### Alıştırma Amacı
Fotoğrafçılık üzerine yazıda geçen “Dış görünüş değişince zihniyet değişmiyor.” cümlesini İngilizceye çevirin.

Bizde adet olduğu üzere ve biraz da, her şeyi tek şeyle açıklamak kolayımıza geldiği için, fotoğraf makinesini işletmeyi öğrenince her yolun önümüzde açıldığını, her tür fotoğrafı çekebileceğimizi düşünüyoruz. Tamamen kültürel bir mesele. Ama durum öyle değil…
“Fotoğraf” kelimesi dil haznemizin geçmişine göndermeleri bulunmayan, kolektif hafızamızda çağrışımlar yaratmayan bambaşka bir bütünlüğe işaret ediyor. Hayatımıza yeni girmiş bu kelimenin kültür dünyamızın derinliklerinde herhangi bir karşılığı yok. Çok değil, yüz yıldır falan hem fotoğraf çekiyoruz, hem de kavramlar dünyamızda fotoğrafa bir yer bulabilmek için deneyimler biriktiriyoruz. Bu da zaman alıyor haliyle. Birçok şeyi kendi meşrebimizce yeniden keşfetmek zorundayız.
Türkiye gibi titizlikle kapalı tutulmuş bir toplumda yaşayınca, üstüne üstlük hiç tanımadığımız kocaman bir âlemin merkezinde durduğumuzu sanınca, ister istemez ortaya tuhaflıklar çıkıyor. Kendimiz sandığımız kişi, biz değiliz aslında.
Kılık kıyafeti batılılara benzetmek yetmiyor. Dış görünüş değişince zihniyet değişmiyor. Taklit allamelerinin sandığı gibi kendiliğinden parçası olduğumuz batılı bir kültür dünyasının rüzgarları esmiyor buralarda.
Fotoğraf teknik bir buluş, eyvallah. Avrupa’da ortaya çıkmasından çok önce katettiği aşamaların bir kısmı Mezopotamya coğrafyasında gerçekleşti; bunu da biliyoruz. Hatta fotoğraftan önce bazı ressamlar optik gerçekliği görebilmiş ve fırça-boya marifetiyle tuval üstüne yansıtabilmişti. Bizim kültürel geçmişimizde herhangi bir etkisi bulunmasa bile dünyanın bir yerlerinde bunlar olmuştu. Böylesi iyidir ya da kötüdür diye söylemiyorum, bir durum tespiti yapıyorum. Bunu yaparken “fotoğrafçılık” denilen şeyin kavramlar dünyamızdaki karşılığını merak etmeden duramıyorum.

### Toplanan Malzeme
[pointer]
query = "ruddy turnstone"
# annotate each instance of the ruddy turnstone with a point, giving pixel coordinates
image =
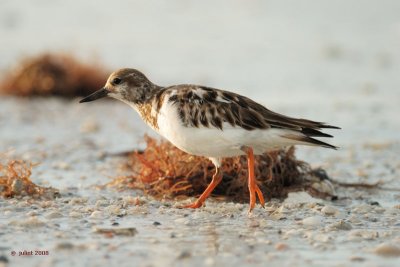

### Alıştırma Sonucu
When outward appearance changes, the mindset does not change.